→ **Task**
Extract every line of the records below verbatim, keeping their original order and wording.

→ **Records shown**

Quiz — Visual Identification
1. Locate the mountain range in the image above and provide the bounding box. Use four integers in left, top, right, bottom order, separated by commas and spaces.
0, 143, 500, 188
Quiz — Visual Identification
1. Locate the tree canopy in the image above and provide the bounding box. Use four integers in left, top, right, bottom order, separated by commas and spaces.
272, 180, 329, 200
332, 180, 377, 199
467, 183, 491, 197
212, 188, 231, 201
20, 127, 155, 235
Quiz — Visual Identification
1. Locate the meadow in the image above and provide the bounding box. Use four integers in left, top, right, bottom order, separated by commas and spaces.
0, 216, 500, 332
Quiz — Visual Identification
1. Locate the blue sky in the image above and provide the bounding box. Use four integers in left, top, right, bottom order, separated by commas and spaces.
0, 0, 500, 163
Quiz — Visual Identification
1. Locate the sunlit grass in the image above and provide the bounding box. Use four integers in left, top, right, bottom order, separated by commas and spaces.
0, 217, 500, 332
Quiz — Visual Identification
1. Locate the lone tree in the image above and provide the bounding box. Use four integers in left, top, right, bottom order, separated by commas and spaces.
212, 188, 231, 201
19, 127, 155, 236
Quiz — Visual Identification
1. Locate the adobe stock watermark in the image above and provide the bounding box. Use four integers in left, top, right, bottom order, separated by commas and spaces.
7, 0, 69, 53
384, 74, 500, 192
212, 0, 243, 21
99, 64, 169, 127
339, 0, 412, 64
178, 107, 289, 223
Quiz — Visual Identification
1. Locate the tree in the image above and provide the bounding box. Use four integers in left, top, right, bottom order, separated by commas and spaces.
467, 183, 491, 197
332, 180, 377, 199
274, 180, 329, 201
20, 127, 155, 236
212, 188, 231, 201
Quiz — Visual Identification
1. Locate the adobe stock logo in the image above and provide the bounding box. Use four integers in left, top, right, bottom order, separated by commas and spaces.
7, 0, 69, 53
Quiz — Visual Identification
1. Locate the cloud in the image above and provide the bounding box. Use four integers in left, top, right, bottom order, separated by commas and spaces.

→ **Task output**
Quiz — Visual Identification
1. Locate the mountain range in the image above and provide the bounding box. Use four integers in left, top, right, bottom order, separated by commas and spaces.
0, 143, 500, 188
Quiz — Visual Identification
1. Locate the tree canopy in the image above and provide the bounding box. Use four integers in left, top, right, bottom order, separated by commas and spaces.
272, 180, 329, 200
332, 180, 377, 199
467, 183, 491, 197
212, 188, 231, 201
20, 127, 155, 235
Quiz — Visual Identification
1. Locate the meadow in the image above and provide the bounding box. Use four integers in left, top, right, bottom order, separated by commas and spaces.
0, 216, 500, 332
Quiz — Visual Identification
1. Locate the blue sky in the image above and provide the bounding box. Use four integers in left, top, right, bottom order, separated by commas and spaces.
0, 0, 500, 163
Quiz — Visual Identification
1. Locate the sunlit grass in the image above and provide the bounding box. Use four integers in left, top, right, bottom order, separated by commas and spaces.
0, 217, 500, 332
Quiz — Visual Identification
1. Locate the lone tree in the image above and provide the bounding box. Use four integers in left, top, right, bottom order, separated by commas and spaces.
212, 188, 231, 201
19, 127, 155, 236
Quiz — Visual Identification
1. Locate the adobe stock watermark in the image above and provide the bounding box. Use four integers in left, top, right, bottom order, separated by commas and spaces.
7, 0, 69, 53
384, 74, 500, 192
212, 0, 243, 21
99, 64, 169, 127
339, 0, 412, 64
178, 107, 289, 223
Quiz — Visual Identification
1. Locate the tree in the image above and provide the bounding box. Use four integers in left, top, right, bottom order, separated by commas and spaces.
467, 183, 491, 197
332, 180, 377, 199
274, 180, 329, 201
20, 127, 155, 236
212, 188, 231, 201
Quiz — Visual Identification
1. Locate the adobe stock logo in the image above and provide the bounding box. Use four integers in left, top, right, bottom order, separated by commas and spaces.
7, 0, 69, 53
Quiz — Visual Identification
1. Locate the cloud in the image above and provide the bounding box. Use four integers in left, top, right, bottom order, separated by commas and spaces.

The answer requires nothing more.